BEGIN DOCUMENT PASSAGE

1 Corinthians 11:11-12

Paul brings balance to perspective to his 'headship' argument.  Men and women need each other.  They were created differently for different purposes and together they are quite a competent team.  If both want to be submitted to the other, it won't work.  If neither accepts responsibility, it will fail.  Likewise, if both want to operate as the head, they will clash.  There can only be one place of authority.

Three reasons given for this headship:

  1. Men and women are distinct, different and not God.
  2. Man was not created for woman, but woman was created for man.
  3. Because of the angels.
  4. Men & women need each other.


1 Corinthians 11:13-16

Paul offers a final proof of the concept of covering from nature.  This kind of argument was popular among some of the philosophers at that time.  Paul commands them to judge for themselves.  The very nature of the differences between men and women shows that regardless of cultural customs women have always tended to have longer hair than men.  Paul sees this long hair as a kind of natural covering for the woman.  He uses it as proof of the order of things.

The custom of that time was that the women keep their head covered as a show of submission.  There was no other practice that was acceptable at that time.  Paul isn't giving this covering to us as a doctrine for the church.  It was a tradition.  It was the way things were done at that time to show they were under authority.  He wanted them to know this.

It is the enemy and his use of the pagan cultures to gray the lines of sexuality and work towards degrading the roles of men and women.  The Greeks and Romans were pretty famous for their paganism and false gods.  The further you get from the God of the bible the more this authority and headship is messed up.  The further you get from Jesus Christ, the more messed up the distinction between the sexes and their roles in society is likely to be.  That's what was happening in Corinth.  It was a pagan society and amidst the immorality and idolatry the roles of men and women were messed up.  When these people stepped out of that world and became Christians, they brought some of their old ways with them.  The fractured roles of men and women were just one of these things.  Paul was writing them to re-establish the right order.

God established this order for His purpose and His glory and for our good.  Without a godly standard, we end up all messed up.  A godless society will never end up at the right place regarding headship because if you have a wrong view of God you have submitted to the wrong headship and you've started in the wrong place.


1 Corinthians 11:17-22

And they continued steadfastly in the apostles' doctrine and fellowship, in the breaking of bread, and in prayers.  [The New King James Version (1 Co 11:25). (1982). Thomas Nelson]

From the beginning, breaking bread together was foundational to the church.  Relationships are established, we get to know people and share in their life.  Ministry opportunities flourish in this atmosphere as we share in our spiritual gifts.  As we gather, we can see servants, helpers, compassion, prayer, giving, administration, admonishment and encouragement; all in the same setting.  This is a connection to the fellowship offerings of the tabernacle; it was sharing a meal with others in the presence of the Lord. 

Paul started this section with praise for them, but he could not offer praise for their conduct at the table.  This is the second item under the heading; "when you gather to worship."  Paul addressed these issues to establish order, reverence, humility and holiness among the believers.   The Lord's supper was established by Jesus.  The way we act when we come together and do this reveal our heart and attitude to the Lord.  There is honor in doing this well, it's His order of things.

END DOCUMENT PASSAGE
BEGIN RAW DATA

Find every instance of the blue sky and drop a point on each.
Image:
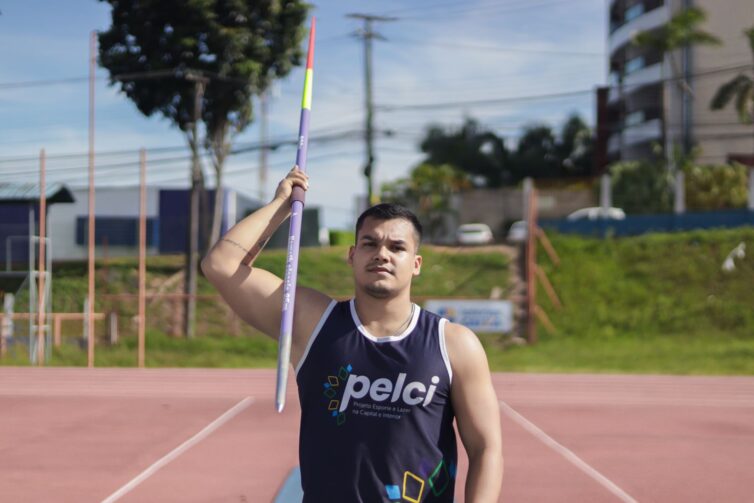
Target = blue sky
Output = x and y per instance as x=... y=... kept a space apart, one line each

END RAW DATA

**WHAT YOU WILL DO:**
1 - Do these statements agree with the 1 Corinthians 11 commentary? (a) Paul presents the head covering as a doctrine for the church. (b) Corinth is called a pagan society. (c) Paul praised the believers' conduct at the table. For each, answer yes or no and quote the deciding words.
2 - In the 1 Corinthians 11 commentary, switch "atmosphere" to "environment" and write out the text from "And they continued" up to and including "of the Lord.".
The material comes from a different source than the commentary.

**ANSWERS FOR THE TASKS:**
1 -
(a) No: "Paul isn't giving this covering to us as a doctrine for the church."
(b) Yes: "It was a pagan society"
(c) No: "he could not offer praise for their conduct at the table"

2 -
And they continued steadfastly in the apostles' doctrine and fellowship, in the breaking of bread, and in prayers.  [The New King James Version (1 Co 11:25). (1982). Thomas Nelson]

From the beginning, breaking bread together was foundational to the church.  Relationships are established, we get to know people and share in their life.  Ministry opportunities flourish in this environment as we share in our spiritual gifts.  As we gather, we can see servants, helpers, compassion, prayer, giving, administration, admonishment and encouragement; all in the same setting.  This is a connection to the fellowship offerings of the tabernacle; it was sharing a meal with others in the presence of the Lord.